**PASSAGE GIVEN**
============

The exact timing and positioning of the low is uncertain but it does look like one will
form. All the models agree with the exception of NGP which just has a front moving
through. I would tend to disagree with this given the favourable conditions for low
formation.
The weather associated with this low pressure system is a bit uncertain at this stage.
Given that the low is forecasted to be slow moving once it forms, heavy falls of rain are
possible. But note, this is very dependant on where the low falls as the wind flows over
SE Australia in these situations can greatly effect rainfall patterns. Where and how much
rain will become more clear as the event nears.
Cold air thunderstorms are also a possibility with this system, although these are most
likely to occur on the western flank of the low, with the best area looking like been SE
and Central SA. |
| 18 |
Andrew McDonald |
Cape
Liptrap: Tony Middleton recorded sustained winds of 105km/h and a maximum gust of
115km/h!!!! |
| 18 |
Laurier Williams (NSW) |
Wilsons Prom
recorded a top gust on Saturday of 132km/h at noon, with a mean speed at that time of 91.
Kingfish B oil rig offshore from Sale had 109km/h at 15.40, which is over open water with
no venturi effects from the local topography to increase the speed. |
| 18 |
Lindsay Smail |
It's been a
long time since I've had anything worthwhile to report, but a top windspeed of 130 kph was
recorded at Lovely Banks (10 km NE of Geelong CBD)at 11.30 pm on Friday, 16th, together
with gusts up to 118 kph at Point Lonsdale just earlier. The storms associated with the
cold front brought between 12 and 26 mm rain across the Geelong region, and quite a bit of
structural damage was caused at the exposed Clifton Springs on the S shore of Corio Bay. |
| 18 |
|
Added JCU
movies (Australia & SE Australia) tracking the passage of the low from its formation
till now at Low Pressure System |
| 18 |
Clyve Herbert |
The nice
looking low just south of Gabo Is has a curious signature and similarity to the system
that devastated the Sydney Hobart yacht race a couple of years ago, a careful scrutiny
also shows a very small clear central area almost like a weak eye |
| 17 |
Blair Trewin |
It looks
like most of the precipitation has actually ended up being on the eastern flank of the
low, not quite what I'd expected - the heaviest falls have been in north-central and
north-western Tasmania, a classic 'humid northerly' signal (90mm at Erriba, and plenty of
other places that cracked the half-century; 37 at Launceston). This rain will be very
welcome - I was in eastern Tasmania a couple of weeks ago and quite substantial
rivers were completely dry - although the east and south-east seems to have got totals in
the teens, better than nothing but not an enormous amount of use without follow-up.
The only Victorian falls near 50 seem to have been in the Otways, far south Gippsland and
the north-east highlands, although east Gippsland may get another round today. 12mm
in central Melbourne. Most of the eastern suburbs did better than that, with a band of 30+
stretching from Moorabbin to Mt. Dandenong. There was a bit of local flash flooding on the
roads around Eltham but I suspect that had more to do with leaves in drains than heaviness
of precipitation.

============

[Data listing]
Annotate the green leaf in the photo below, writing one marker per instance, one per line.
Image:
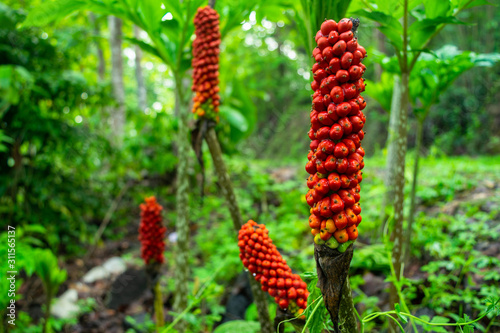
(439, 320)
(389, 26)
(381, 90)
(404, 319)
(52, 11)
(240, 326)
(144, 46)
(435, 8)
(421, 31)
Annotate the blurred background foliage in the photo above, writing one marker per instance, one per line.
(60, 172)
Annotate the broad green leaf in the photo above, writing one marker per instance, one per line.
(144, 46)
(240, 326)
(389, 26)
(439, 320)
(51, 11)
(435, 8)
(421, 31)
(381, 91)
(397, 307)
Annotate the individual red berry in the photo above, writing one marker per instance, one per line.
(327, 53)
(311, 167)
(343, 109)
(319, 75)
(330, 163)
(357, 56)
(346, 61)
(314, 221)
(323, 133)
(334, 181)
(342, 76)
(357, 123)
(344, 25)
(346, 125)
(340, 150)
(362, 49)
(341, 165)
(314, 85)
(337, 94)
(333, 37)
(334, 65)
(349, 90)
(355, 73)
(324, 119)
(346, 36)
(322, 43)
(336, 132)
(352, 232)
(352, 45)
(328, 26)
(347, 198)
(322, 186)
(340, 220)
(341, 236)
(337, 205)
(339, 47)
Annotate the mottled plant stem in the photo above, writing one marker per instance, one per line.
(391, 160)
(232, 204)
(413, 204)
(158, 306)
(182, 202)
(333, 281)
(397, 235)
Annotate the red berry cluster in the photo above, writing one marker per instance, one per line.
(151, 232)
(337, 120)
(260, 256)
(206, 63)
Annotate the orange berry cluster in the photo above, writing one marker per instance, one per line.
(152, 232)
(337, 121)
(260, 256)
(206, 63)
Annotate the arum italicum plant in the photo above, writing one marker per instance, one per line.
(151, 235)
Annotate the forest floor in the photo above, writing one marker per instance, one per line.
(454, 266)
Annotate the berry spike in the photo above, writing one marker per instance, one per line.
(337, 120)
(260, 256)
(205, 63)
(152, 232)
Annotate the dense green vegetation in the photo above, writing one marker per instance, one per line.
(67, 174)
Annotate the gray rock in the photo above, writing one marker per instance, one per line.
(95, 274)
(115, 265)
(65, 306)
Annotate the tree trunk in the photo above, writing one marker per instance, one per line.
(182, 202)
(392, 145)
(333, 280)
(228, 192)
(141, 88)
(118, 116)
(411, 216)
(101, 67)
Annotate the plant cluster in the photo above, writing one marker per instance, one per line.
(152, 232)
(206, 63)
(337, 121)
(261, 257)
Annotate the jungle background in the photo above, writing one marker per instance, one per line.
(87, 132)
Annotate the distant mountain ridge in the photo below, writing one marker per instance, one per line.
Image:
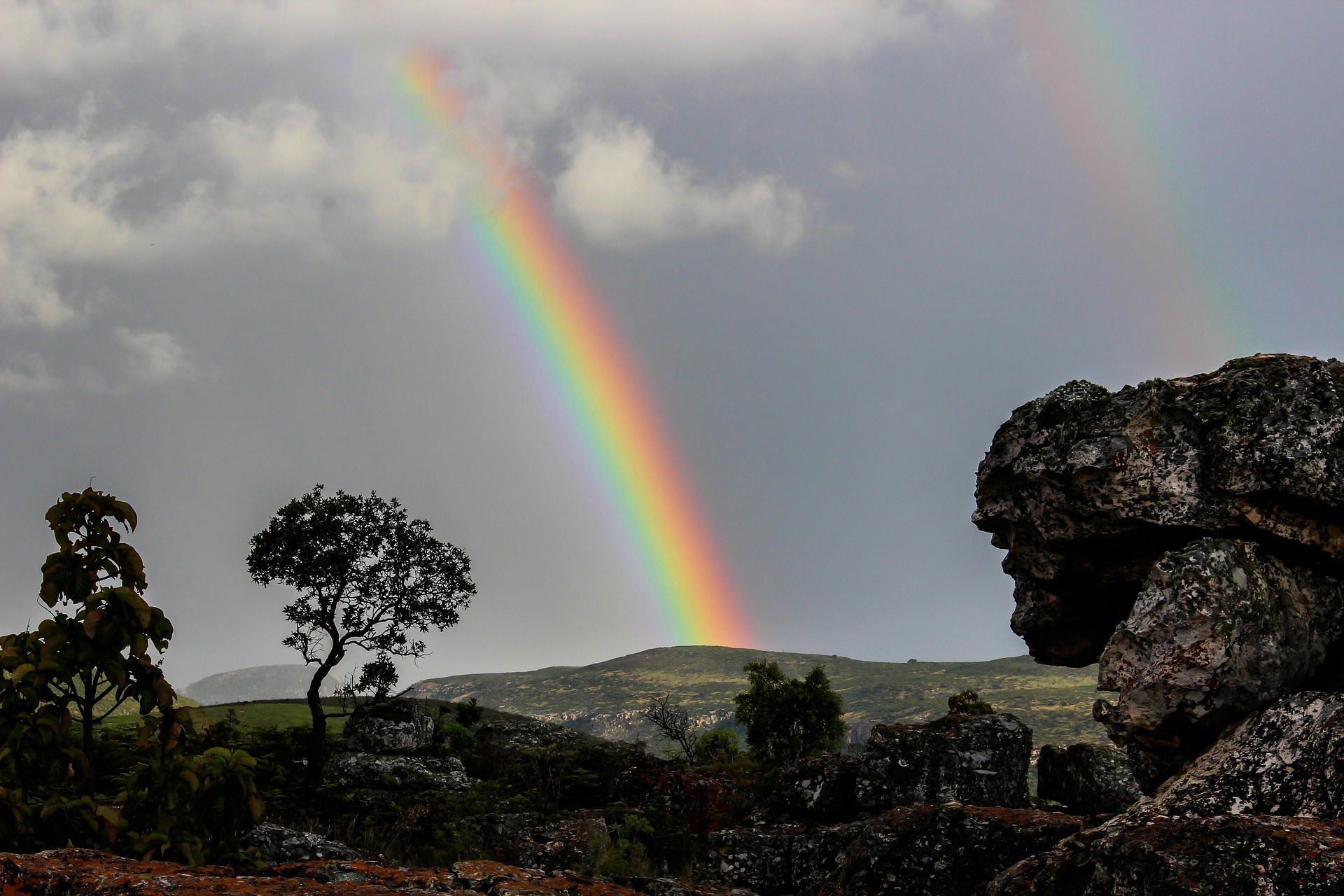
(257, 682)
(606, 699)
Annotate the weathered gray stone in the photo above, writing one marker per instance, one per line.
(1189, 533)
(277, 844)
(396, 773)
(916, 850)
(974, 760)
(1088, 780)
(1086, 488)
(1287, 760)
(1219, 628)
(401, 727)
(531, 841)
(1145, 853)
(979, 761)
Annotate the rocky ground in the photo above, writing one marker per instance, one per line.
(1186, 533)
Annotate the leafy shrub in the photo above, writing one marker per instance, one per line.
(968, 703)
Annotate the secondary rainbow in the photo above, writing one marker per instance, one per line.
(1110, 113)
(593, 374)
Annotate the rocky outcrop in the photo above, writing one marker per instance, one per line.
(276, 844)
(84, 872)
(1144, 853)
(1189, 533)
(921, 850)
(531, 841)
(401, 727)
(980, 761)
(396, 773)
(1287, 760)
(1088, 780)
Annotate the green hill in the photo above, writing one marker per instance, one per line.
(606, 699)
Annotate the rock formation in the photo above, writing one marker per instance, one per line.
(1189, 533)
(1088, 780)
(379, 763)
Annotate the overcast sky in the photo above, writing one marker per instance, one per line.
(841, 238)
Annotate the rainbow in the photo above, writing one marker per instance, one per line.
(1109, 115)
(594, 377)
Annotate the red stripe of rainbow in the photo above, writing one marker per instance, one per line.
(597, 379)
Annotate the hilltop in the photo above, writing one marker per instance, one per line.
(606, 699)
(255, 682)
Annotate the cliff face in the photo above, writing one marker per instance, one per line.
(1190, 535)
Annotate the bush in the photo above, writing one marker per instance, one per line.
(790, 718)
(968, 703)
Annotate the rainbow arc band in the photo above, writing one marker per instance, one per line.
(594, 377)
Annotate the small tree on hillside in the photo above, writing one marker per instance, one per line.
(790, 718)
(672, 722)
(366, 578)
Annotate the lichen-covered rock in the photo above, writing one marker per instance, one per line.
(528, 840)
(974, 760)
(1086, 488)
(400, 727)
(917, 850)
(1145, 853)
(1088, 780)
(527, 734)
(979, 761)
(1219, 628)
(758, 860)
(1287, 760)
(1189, 533)
(84, 872)
(396, 773)
(698, 801)
(277, 844)
(944, 850)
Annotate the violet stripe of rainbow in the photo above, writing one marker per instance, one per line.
(1108, 112)
(597, 381)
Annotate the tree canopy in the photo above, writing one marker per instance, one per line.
(790, 718)
(368, 578)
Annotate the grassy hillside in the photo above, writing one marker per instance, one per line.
(608, 697)
(257, 682)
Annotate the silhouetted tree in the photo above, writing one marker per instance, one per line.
(672, 722)
(790, 718)
(368, 577)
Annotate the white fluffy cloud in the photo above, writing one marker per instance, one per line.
(84, 38)
(624, 192)
(74, 199)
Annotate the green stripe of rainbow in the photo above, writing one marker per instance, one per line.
(597, 381)
(1110, 115)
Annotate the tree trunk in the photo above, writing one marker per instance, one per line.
(86, 710)
(318, 746)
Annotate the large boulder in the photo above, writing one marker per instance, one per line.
(1287, 760)
(1189, 533)
(400, 727)
(277, 844)
(974, 760)
(396, 773)
(531, 841)
(1086, 488)
(1089, 780)
(1219, 628)
(1147, 853)
(916, 850)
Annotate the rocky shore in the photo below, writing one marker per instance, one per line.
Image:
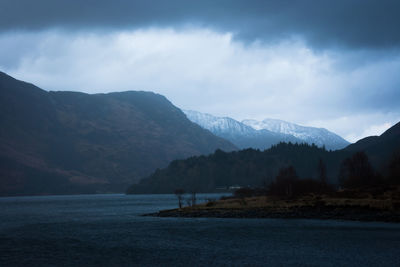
(299, 209)
(327, 213)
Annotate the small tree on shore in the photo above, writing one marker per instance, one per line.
(322, 172)
(179, 194)
(357, 172)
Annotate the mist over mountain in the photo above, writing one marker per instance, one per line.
(309, 135)
(70, 142)
(257, 168)
(264, 134)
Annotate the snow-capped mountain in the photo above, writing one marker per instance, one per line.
(263, 134)
(318, 136)
(240, 134)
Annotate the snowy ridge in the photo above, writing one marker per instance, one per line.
(318, 136)
(263, 134)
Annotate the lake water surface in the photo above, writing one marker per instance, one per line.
(107, 230)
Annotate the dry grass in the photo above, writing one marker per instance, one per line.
(382, 202)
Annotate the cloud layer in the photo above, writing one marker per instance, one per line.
(352, 92)
(351, 24)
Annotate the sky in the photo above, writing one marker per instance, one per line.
(331, 64)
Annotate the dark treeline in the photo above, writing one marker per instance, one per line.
(252, 168)
(370, 161)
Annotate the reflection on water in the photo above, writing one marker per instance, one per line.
(107, 230)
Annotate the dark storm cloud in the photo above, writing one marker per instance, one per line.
(349, 23)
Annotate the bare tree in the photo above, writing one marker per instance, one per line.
(179, 194)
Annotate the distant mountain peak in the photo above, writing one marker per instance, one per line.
(263, 134)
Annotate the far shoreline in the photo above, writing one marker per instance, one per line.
(309, 207)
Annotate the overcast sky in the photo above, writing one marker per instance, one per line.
(332, 64)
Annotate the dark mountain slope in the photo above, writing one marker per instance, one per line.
(68, 142)
(254, 168)
(379, 148)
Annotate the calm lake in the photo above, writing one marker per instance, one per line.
(107, 230)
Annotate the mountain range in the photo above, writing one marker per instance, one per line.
(264, 134)
(255, 168)
(70, 142)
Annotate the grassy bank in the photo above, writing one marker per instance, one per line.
(346, 205)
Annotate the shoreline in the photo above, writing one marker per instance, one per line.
(306, 208)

============

**TASK PROMPT**
Continue the weather discussion about the low pressure system over south-eastern Australia, picking up after its last sentence above.

**EXERCISE RESPONSE**
On another tack, it looks like the run of 20+ days will end at 78; 16.7 with heavy
cloud at the moment (12.20), strong south-westerlies, and it's hard to see it creeping up
another 3.3 in the next 3-4 hours. |
| 16 |
|
Images of the passage of the front
through Central Victoria - 16th March 2001 |
| 16 |
Clyve Herbert |
Some
vorticity developing near Mt Gambier at the moment underneath a cold pool, some nice
banding of cloud lines also, looks to be moving east south east, my pressure here at
Leopold reached 999hpa at 2130hrs just ahead of the cold front, this system is interesting
with multiple cloud bands associated with pre frontal troughs,all at different levels! |
| 16 |
Clyve Herbert |
A look at
the cloud band over Victoria at 1430hrs shows some potential cyclogenisis,at the moment
the large cloud band moving through northern Victoria has started to "pivot"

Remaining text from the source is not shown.